**Compito assegnato:** Stampa parola per parola la parte della discussione sul bootsplash compresa tra "http://utenti.lycos.it/ctaapp/splash1.jpg" e "per la barra??", estremi inclusi.

══ Brano estratto ══

Se segui la guida di cui ti ho postato il link non dovresti avere problemi (ad occhio non hai applicato la patch)

----------

## Snappy

mah...

io ho letto da qualche parte che gentoo non supporta la barra di caricamento...

Poi correggetemi se sbaglio... :Wink: 

----------

## b10m

 *Snappy wrote:*   

> mah...
> 
> io ho letto da qualche parte che gentoo non supporta la barra di caricamento...
> 
> Poi correggetemi se sbaglio...

 

Sugli howto dice che 'potrebbe' non funzionare, veramente... insomma va a fortuna  :Smile: 

----------

## unarana

http://utenti.lycos.it/ctaapp/splash1.jpg

Ciao a tutto il forum

questo è il mio bootsplash, la barra la supporta ed anche le animazioni

Ciao   :Mr. Green: 

----------

## eaglematt

Scusa la domanda ma come hai fatto per la barra??

devo anch'io personalizzare bootsplash sui computer aziendali e stò raccogliendo lo scibile

Grazie matt

PS avere in ufficio tutti gli hoso gentoo è meraviglioso funzia tutto

----------

## unarana

come baselayout ho installato la 1.8.6.13-r1

come bootsplash la 0.6-r12

Per le animazioni (il mappamondo che gira quando carica la rete, l'hard disk con fscheck etc.) ho seguito quanto detto su http://www.aichler.net/gentoo/bootsplash/ che può essere utile anche per quello che riguarda la progress bar se proprio non dovessi riuscirci

Ciao  :Mr. Green: 

----------

## Kralizek

sfiga...

═══
══ Materiale grezzo ══

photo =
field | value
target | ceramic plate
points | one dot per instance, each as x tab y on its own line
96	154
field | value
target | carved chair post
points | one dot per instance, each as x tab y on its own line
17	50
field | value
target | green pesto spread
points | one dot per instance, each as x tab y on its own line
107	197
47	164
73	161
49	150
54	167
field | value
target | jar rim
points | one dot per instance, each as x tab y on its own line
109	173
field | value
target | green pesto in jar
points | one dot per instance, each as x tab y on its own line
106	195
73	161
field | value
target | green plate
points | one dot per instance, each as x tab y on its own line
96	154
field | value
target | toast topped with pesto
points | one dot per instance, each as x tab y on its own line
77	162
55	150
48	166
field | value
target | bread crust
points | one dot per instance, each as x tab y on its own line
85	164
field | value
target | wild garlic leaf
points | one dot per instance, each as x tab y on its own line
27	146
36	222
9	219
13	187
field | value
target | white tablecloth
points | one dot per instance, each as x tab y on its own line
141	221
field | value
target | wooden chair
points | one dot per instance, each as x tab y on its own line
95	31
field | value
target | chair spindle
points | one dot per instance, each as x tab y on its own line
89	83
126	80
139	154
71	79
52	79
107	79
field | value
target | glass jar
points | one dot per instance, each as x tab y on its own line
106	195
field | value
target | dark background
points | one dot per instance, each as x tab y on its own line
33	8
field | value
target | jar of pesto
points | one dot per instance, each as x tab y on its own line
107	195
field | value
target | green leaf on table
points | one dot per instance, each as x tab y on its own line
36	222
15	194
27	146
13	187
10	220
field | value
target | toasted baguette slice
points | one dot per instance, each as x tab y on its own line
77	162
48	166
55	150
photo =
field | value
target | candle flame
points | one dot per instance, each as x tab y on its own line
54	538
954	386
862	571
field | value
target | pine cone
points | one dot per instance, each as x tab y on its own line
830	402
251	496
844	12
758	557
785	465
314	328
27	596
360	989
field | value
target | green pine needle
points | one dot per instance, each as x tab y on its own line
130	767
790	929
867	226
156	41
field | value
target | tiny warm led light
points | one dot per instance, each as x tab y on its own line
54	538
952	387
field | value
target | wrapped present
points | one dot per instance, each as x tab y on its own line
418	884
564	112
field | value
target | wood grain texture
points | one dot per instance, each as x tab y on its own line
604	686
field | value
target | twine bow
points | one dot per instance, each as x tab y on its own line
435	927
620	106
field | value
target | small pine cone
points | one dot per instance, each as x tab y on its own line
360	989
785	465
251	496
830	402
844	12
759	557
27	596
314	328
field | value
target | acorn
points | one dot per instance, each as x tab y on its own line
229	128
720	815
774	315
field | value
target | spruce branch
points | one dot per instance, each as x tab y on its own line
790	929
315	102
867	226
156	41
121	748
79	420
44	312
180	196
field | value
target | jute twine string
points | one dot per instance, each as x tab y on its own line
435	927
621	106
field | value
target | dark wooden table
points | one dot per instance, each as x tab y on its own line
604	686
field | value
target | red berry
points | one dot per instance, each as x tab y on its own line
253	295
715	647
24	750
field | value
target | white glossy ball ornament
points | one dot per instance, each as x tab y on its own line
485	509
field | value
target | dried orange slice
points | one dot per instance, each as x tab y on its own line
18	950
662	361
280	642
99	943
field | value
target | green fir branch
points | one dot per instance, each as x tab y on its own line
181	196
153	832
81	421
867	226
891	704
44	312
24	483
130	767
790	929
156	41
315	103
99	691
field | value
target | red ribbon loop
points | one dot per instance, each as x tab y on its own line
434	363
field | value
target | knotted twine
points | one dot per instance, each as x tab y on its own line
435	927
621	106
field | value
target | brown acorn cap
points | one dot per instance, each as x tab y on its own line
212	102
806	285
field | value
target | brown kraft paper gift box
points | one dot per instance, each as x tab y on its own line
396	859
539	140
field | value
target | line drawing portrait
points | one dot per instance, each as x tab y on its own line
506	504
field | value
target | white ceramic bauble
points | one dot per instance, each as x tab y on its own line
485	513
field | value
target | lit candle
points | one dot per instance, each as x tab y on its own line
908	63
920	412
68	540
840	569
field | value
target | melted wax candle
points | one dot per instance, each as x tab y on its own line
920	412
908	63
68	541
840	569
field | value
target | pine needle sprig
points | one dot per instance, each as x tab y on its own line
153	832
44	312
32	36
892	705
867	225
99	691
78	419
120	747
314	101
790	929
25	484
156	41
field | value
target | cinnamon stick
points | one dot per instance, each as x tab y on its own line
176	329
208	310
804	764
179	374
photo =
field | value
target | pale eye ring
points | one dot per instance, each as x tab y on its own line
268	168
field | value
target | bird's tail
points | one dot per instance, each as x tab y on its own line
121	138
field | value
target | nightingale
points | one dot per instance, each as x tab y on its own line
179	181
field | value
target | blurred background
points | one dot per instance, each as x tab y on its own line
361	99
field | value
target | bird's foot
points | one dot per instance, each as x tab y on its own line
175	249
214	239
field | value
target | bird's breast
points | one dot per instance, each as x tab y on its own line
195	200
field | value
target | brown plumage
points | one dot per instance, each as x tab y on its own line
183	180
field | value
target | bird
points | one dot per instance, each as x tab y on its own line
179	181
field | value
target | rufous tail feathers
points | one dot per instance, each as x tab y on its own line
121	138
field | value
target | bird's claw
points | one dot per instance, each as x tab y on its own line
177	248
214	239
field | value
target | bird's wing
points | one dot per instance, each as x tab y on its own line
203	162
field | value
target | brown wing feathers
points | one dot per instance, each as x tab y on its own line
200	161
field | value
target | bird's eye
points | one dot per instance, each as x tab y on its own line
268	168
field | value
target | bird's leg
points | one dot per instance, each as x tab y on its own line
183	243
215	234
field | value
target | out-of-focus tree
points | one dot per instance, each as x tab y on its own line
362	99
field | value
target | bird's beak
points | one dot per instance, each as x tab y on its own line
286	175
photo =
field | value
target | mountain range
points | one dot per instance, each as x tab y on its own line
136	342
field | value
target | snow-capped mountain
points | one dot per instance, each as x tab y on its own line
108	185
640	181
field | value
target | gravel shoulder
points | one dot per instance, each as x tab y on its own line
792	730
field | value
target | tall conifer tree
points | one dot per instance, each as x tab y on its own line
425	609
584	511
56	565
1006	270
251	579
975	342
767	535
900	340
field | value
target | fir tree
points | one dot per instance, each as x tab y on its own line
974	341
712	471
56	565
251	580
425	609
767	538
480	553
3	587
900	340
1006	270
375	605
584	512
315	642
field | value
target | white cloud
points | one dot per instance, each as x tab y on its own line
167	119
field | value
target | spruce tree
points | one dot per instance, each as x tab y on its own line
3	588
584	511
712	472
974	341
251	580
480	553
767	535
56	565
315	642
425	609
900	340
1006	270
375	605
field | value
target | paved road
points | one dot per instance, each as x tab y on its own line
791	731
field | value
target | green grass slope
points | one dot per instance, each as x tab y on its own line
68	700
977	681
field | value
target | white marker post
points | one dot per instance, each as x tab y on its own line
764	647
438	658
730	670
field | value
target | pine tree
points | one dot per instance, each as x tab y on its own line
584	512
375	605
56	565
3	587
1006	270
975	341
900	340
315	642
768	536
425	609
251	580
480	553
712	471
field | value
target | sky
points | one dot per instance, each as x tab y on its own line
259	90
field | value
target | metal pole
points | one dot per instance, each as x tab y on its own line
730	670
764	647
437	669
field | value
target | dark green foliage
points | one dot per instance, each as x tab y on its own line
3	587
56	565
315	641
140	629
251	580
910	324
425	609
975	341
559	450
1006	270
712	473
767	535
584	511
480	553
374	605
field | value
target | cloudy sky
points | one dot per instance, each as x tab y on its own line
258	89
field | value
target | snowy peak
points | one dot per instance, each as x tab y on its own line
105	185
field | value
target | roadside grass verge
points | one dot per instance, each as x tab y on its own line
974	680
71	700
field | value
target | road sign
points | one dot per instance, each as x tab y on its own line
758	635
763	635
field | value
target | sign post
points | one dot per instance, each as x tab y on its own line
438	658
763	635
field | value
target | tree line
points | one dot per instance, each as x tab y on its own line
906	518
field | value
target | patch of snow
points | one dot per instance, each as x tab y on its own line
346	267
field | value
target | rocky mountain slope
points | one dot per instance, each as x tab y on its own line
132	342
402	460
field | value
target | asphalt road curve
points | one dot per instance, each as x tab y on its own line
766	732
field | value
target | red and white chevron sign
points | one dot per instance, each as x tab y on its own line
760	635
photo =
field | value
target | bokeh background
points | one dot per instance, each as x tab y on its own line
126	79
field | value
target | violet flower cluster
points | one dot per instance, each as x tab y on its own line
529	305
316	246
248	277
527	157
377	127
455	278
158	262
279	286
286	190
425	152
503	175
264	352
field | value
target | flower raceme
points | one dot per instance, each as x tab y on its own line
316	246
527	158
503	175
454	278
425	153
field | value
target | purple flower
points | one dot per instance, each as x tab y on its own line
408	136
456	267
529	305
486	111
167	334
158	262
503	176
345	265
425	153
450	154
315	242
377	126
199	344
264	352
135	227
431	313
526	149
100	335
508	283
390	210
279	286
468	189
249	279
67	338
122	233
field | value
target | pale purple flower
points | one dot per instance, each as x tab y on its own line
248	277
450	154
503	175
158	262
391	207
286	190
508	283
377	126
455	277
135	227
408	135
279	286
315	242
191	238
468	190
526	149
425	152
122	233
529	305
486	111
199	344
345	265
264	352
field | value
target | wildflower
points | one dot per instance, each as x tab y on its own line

═══

**Risposta scritta:**
http://utenti.lycos.it/ctaapp/splash1.jpg

Ciao a tutto il forum

questo è il mio bootsplash, la barra la supporta ed anche le animazioni

Ciao   :Mr. Green: 

----------

## eaglematt

Scusa la domanda ma come hai fatto per la barra??